### [ABOUT THIS TASK]
Write out the records again, exactly, leaving none out.

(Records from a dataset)
-- Opening Marker --

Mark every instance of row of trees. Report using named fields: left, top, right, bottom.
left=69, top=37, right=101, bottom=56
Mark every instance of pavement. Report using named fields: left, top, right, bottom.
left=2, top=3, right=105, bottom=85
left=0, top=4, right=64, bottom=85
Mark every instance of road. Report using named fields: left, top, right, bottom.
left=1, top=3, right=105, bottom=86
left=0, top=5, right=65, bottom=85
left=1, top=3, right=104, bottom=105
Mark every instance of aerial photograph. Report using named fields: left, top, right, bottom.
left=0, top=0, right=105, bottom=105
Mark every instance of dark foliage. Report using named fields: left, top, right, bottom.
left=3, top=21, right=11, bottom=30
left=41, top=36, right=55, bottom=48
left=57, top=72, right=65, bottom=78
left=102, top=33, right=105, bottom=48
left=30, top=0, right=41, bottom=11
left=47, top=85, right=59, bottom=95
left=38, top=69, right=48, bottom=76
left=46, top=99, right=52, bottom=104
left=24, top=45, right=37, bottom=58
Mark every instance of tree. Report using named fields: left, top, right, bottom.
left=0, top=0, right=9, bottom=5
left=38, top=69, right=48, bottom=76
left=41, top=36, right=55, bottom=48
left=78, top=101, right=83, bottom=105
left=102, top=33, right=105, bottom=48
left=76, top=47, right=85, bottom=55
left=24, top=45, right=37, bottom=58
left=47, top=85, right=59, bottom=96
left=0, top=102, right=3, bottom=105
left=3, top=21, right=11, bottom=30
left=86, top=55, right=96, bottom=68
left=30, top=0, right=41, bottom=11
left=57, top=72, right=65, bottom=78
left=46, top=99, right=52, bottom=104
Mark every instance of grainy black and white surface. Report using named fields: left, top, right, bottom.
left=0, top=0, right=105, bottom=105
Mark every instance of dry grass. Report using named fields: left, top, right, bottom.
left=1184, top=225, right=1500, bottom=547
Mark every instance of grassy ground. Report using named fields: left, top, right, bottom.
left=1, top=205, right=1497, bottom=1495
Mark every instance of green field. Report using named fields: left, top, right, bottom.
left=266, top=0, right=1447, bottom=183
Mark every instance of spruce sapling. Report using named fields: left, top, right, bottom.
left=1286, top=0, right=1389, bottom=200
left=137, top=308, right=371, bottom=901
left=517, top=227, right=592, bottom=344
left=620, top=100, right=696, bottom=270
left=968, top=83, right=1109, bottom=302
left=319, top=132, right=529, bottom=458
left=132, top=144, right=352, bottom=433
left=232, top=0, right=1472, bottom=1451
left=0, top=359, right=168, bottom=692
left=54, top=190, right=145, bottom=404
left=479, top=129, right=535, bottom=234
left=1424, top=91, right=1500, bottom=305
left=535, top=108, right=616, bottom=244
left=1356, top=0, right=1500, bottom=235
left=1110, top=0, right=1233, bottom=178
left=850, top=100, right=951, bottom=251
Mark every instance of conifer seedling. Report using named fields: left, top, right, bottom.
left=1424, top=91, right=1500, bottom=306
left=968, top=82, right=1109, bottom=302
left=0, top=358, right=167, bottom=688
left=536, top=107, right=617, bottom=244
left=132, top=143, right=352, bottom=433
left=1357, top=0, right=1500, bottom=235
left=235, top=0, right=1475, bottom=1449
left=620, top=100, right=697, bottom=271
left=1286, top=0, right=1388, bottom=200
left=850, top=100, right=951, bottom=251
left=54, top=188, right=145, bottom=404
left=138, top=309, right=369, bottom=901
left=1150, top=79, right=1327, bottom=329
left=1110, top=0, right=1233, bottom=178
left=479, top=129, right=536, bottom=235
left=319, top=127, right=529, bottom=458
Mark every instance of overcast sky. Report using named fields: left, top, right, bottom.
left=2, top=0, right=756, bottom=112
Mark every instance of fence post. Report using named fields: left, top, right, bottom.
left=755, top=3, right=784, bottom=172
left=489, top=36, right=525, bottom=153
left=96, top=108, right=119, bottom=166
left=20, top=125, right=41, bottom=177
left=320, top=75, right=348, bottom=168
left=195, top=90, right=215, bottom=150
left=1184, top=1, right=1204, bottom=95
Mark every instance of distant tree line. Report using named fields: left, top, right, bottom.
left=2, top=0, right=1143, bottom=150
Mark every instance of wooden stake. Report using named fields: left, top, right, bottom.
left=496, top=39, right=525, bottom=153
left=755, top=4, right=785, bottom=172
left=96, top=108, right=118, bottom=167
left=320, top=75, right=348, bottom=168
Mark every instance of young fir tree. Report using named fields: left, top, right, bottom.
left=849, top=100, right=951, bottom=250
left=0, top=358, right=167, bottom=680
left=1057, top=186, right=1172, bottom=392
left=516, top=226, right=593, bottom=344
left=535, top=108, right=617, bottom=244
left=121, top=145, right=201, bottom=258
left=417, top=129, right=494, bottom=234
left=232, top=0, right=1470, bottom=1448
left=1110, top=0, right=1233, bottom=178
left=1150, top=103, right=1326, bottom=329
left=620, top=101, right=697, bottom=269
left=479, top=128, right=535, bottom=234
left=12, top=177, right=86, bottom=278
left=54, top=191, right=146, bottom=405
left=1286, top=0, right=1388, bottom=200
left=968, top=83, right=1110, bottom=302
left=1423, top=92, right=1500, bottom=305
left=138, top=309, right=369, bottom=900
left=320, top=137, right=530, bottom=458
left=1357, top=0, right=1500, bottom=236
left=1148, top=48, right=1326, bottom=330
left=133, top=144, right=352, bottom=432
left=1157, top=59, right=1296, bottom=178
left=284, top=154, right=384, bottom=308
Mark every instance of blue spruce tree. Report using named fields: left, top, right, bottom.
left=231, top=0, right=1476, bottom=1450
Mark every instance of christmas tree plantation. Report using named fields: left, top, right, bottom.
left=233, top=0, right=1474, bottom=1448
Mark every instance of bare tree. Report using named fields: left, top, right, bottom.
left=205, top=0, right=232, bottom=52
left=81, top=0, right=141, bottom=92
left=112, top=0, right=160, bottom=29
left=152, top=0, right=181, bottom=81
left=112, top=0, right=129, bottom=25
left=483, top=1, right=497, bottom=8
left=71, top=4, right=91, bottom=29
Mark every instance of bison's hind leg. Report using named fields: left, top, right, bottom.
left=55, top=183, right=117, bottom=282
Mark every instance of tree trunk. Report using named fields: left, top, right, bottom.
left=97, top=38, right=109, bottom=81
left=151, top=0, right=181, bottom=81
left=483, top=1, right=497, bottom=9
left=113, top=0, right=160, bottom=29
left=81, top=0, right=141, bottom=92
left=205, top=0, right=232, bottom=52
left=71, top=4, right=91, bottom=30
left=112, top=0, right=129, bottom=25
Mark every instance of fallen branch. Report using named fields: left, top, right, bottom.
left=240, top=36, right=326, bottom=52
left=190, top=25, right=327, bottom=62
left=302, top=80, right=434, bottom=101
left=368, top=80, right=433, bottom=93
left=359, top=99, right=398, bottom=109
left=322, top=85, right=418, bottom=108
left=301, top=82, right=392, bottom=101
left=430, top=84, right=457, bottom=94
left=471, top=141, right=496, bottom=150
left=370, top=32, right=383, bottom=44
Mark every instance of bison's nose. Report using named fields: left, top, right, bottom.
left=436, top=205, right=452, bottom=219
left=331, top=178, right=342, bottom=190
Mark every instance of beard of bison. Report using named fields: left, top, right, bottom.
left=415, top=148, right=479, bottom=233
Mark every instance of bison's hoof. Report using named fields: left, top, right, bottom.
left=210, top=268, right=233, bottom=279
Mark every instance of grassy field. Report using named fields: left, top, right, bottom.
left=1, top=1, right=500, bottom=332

-- Closing Marker --

### [RESPONSE AREA]
Mark every instance of row of trees. Report using named fields: left, top, right, bottom.
left=69, top=37, right=101, bottom=56
Mark every instance of pavement. Report using named fields: left, top, right, bottom.
left=2, top=3, right=105, bottom=85
left=0, top=4, right=64, bottom=85
Mark every instance of road. Report using named fields: left, top, right, bottom.
left=1, top=3, right=105, bottom=86
left=0, top=5, right=65, bottom=85
left=1, top=3, right=104, bottom=105
Mark every instance of aerial photograph. Report using named fields: left, top, right, bottom.
left=0, top=0, right=105, bottom=105
Mark every instance of dark foliage. Report using named fields: left, top, right, bottom.
left=3, top=21, right=11, bottom=30
left=41, top=36, right=55, bottom=48
left=57, top=72, right=65, bottom=78
left=102, top=33, right=105, bottom=48
left=30, top=0, right=41, bottom=11
left=47, top=85, right=59, bottom=95
left=38, top=69, right=48, bottom=76
left=46, top=99, right=52, bottom=104
left=24, top=45, right=37, bottom=58
Mark every instance of tree. Report using named fields: left, top, right, bottom.
left=0, top=0, right=9, bottom=5
left=38, top=69, right=48, bottom=76
left=41, top=36, right=55, bottom=48
left=78, top=101, right=83, bottom=105
left=102, top=33, right=105, bottom=48
left=76, top=47, right=85, bottom=55
left=24, top=45, right=37, bottom=58
left=47, top=85, right=59, bottom=96
left=0, top=102, right=3, bottom=105
left=3, top=21, right=11, bottom=30
left=86, top=55, right=96, bottom=68
left=30, top=0, right=41, bottom=11
left=57, top=72, right=65, bottom=78
left=46, top=99, right=52, bottom=104
Mark every instance of grainy black and white surface. Report using named fields: left, top, right, bottom.
left=0, top=0, right=105, bottom=105
Mark every instance of dry grass. Report using named fields: left, top, right, bottom.
left=1184, top=225, right=1500, bottom=547
Mark every instance of grassy ground. Report using named fields: left, top, right, bottom.
left=1, top=205, right=1497, bottom=1495
Mark every instance of green field. Report using named fields: left, top, right, bottom.
left=266, top=0, right=1447, bottom=183
Mark every instance of spruce sapling. Report using named fields: left, top, right, bottom.
left=1286, top=0, right=1389, bottom=200
left=137, top=308, right=371, bottom=901
left=517, top=227, right=592, bottom=344
left=620, top=100, right=696, bottom=270
left=968, top=83, right=1109, bottom=302
left=319, top=132, right=529, bottom=458
left=132, top=144, right=352, bottom=433
left=232, top=0, right=1472, bottom=1451
left=0, top=359, right=168, bottom=692
left=54, top=190, right=145, bottom=404
left=479, top=129, right=535, bottom=234
left=1424, top=91, right=1500, bottom=305
left=535, top=108, right=616, bottom=244
left=1356, top=0, right=1500, bottom=235
left=1110, top=0, right=1233, bottom=178
left=850, top=100, right=951, bottom=251
Mark every instance of conifer seedling. Report using named fields: left, top, right, bottom.
left=1424, top=91, right=1500, bottom=306
left=968, top=82, right=1109, bottom=302
left=0, top=358, right=167, bottom=688
left=536, top=107, right=617, bottom=244
left=132, top=143, right=352, bottom=433
left=1357, top=0, right=1500, bottom=235
left=235, top=0, right=1475, bottom=1449
left=620, top=100, right=697, bottom=271
left=1286, top=0, right=1388, bottom=200
left=850, top=100, right=951, bottom=251
left=54, top=188, right=145, bottom=404
left=138, top=309, right=369, bottom=901
left=1150, top=79, right=1327, bottom=329
left=1110, top=0, right=1233, bottom=178
left=479, top=129, right=536, bottom=235
left=319, top=127, right=529, bottom=458
Mark every instance of overcast sky. Report using named fields: left, top, right, bottom.
left=2, top=0, right=756, bottom=112
Mark every instance of fence post. Report using named fields: left, top, right, bottom.
left=755, top=3, right=784, bottom=172
left=489, top=36, right=525, bottom=153
left=96, top=108, right=119, bottom=166
left=20, top=125, right=41, bottom=177
left=320, top=75, right=348, bottom=168
left=195, top=90, right=215, bottom=150
left=1184, top=1, right=1204, bottom=95
Mark every instance of distant tree line. Report using named fields: left, top, right, bottom.
left=2, top=0, right=1143, bottom=150
Mark every instance of wooden stake. Report using named fields: left, top, right, bottom.
left=496, top=39, right=525, bottom=153
left=755, top=4, right=785, bottom=172
left=96, top=108, right=118, bottom=167
left=320, top=75, right=348, bottom=168
Mark every instance of young fir tree. Report using named fields: left, top, right, bottom.
left=849, top=100, right=951, bottom=250
left=0, top=358, right=167, bottom=680
left=1057, top=186, right=1172, bottom=392
left=516, top=226, right=593, bottom=344
left=535, top=108, right=617, bottom=244
left=121, top=145, right=201, bottom=258
left=417, top=129, right=494, bottom=234
left=232, top=0, right=1470, bottom=1448
left=1110, top=0, right=1233, bottom=178
left=1150, top=103, right=1326, bottom=329
left=620, top=101, right=697, bottom=269
left=479, top=128, right=535, bottom=234
left=12, top=177, right=86, bottom=278
left=54, top=191, right=146, bottom=405
left=1286, top=0, right=1388, bottom=200
left=968, top=83, right=1110, bottom=302
left=1423, top=92, right=1500, bottom=305
left=138, top=309, right=369, bottom=900
left=320, top=137, right=530, bottom=458
left=1357, top=0, right=1500, bottom=236
left=1148, top=48, right=1326, bottom=330
left=133, top=144, right=352, bottom=432
left=1157, top=59, right=1296, bottom=178
left=284, top=154, right=384, bottom=308
Mark every instance of blue spruce tree. Report using named fields: left, top, right, bottom.
left=231, top=0, right=1476, bottom=1450
Mark every instance of christmas tree plantation. Report using named fields: left, top, right, bottom.
left=233, top=0, right=1474, bottom=1448
Mark every instance of bare tree. Report using named fields: left, top, right, bottom.
left=205, top=0, right=232, bottom=52
left=81, top=0, right=141, bottom=92
left=112, top=0, right=160, bottom=29
left=152, top=0, right=181, bottom=81
left=112, top=0, right=129, bottom=25
left=483, top=1, right=497, bottom=8
left=71, top=4, right=91, bottom=29
Mark every instance of bison's hind leg. Report using named fields: left, top, right, bottom.
left=55, top=183, right=117, bottom=282
Mark every instance of tree trunk. Report using named fields: left, top, right, bottom.
left=97, top=38, right=109, bottom=81
left=151, top=0, right=181, bottom=81
left=483, top=1, right=497, bottom=9
left=113, top=0, right=160, bottom=29
left=81, top=0, right=141, bottom=92
left=205, top=0, right=232, bottom=52
left=71, top=4, right=91, bottom=30
left=112, top=0, right=129, bottom=25
Mark every instance of fallen branch. Report using named fields: left, top, right, bottom.
left=240, top=36, right=326, bottom=52
left=190, top=25, right=327, bottom=62
left=302, top=80, right=434, bottom=101
left=368, top=80, right=433, bottom=93
left=359, top=99, right=398, bottom=109
left=322, top=85, right=418, bottom=108
left=301, top=82, right=392, bottom=101
left=430, top=84, right=457, bottom=94
left=471, top=141, right=496, bottom=150
left=370, top=32, right=383, bottom=44
Mark every instance of bison's nose. Report using named fields: left, top, right, bottom.
left=436, top=205, right=452, bottom=219
left=331, top=178, right=342, bottom=190
Mark every instance of beard of bison. Report using named fields: left, top, right, bottom.
left=415, top=148, right=479, bottom=233
Mark every instance of bison's hoof. Report using named fields: left, top, right, bottom.
left=210, top=268, right=233, bottom=279
Mark every instance of grassy field. Report using named fields: left, top, right, bottom.
left=1, top=1, right=500, bottom=332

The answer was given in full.